/---
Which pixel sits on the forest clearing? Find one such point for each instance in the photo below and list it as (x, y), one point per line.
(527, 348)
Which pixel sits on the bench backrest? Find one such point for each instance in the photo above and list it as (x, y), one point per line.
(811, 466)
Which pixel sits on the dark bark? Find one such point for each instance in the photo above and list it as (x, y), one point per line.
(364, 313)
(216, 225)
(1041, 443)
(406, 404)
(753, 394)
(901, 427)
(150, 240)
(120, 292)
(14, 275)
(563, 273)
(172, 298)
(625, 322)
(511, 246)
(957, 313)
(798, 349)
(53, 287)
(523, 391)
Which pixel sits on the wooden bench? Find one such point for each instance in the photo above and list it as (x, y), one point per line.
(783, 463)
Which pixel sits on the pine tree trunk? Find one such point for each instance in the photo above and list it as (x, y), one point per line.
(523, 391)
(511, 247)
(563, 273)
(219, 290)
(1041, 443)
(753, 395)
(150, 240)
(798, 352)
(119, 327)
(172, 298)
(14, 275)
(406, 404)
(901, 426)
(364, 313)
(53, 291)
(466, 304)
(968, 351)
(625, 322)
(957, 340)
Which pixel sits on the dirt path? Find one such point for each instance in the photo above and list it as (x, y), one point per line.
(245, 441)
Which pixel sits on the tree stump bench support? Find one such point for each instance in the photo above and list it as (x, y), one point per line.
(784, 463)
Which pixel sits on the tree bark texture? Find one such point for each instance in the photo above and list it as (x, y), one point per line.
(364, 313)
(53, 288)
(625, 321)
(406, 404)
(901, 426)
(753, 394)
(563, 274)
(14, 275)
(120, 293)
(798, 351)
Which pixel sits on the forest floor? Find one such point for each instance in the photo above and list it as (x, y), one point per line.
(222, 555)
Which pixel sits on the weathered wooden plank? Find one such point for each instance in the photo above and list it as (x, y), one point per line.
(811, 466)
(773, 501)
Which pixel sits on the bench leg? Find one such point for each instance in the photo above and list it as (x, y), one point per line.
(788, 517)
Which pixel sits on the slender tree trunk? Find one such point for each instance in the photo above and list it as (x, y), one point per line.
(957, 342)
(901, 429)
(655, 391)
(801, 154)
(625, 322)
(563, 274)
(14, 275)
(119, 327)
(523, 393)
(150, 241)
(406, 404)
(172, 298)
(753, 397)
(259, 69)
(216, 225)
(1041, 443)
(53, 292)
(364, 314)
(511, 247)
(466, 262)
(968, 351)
\---
#### [Task instructions]
In the listing above, the line containing "Which pixel sits on the slender" and all lines after it are to be restated word for word.

#### [Output of the task]
Which pixel sits on the slender tree trunk? Find one such point for each instance in the photo above and list it as (x, y), one point per line.
(957, 342)
(901, 429)
(655, 391)
(801, 154)
(625, 322)
(563, 274)
(14, 275)
(119, 327)
(523, 393)
(150, 241)
(406, 404)
(172, 298)
(753, 397)
(259, 69)
(216, 225)
(1041, 443)
(53, 292)
(364, 314)
(511, 247)
(466, 262)
(968, 351)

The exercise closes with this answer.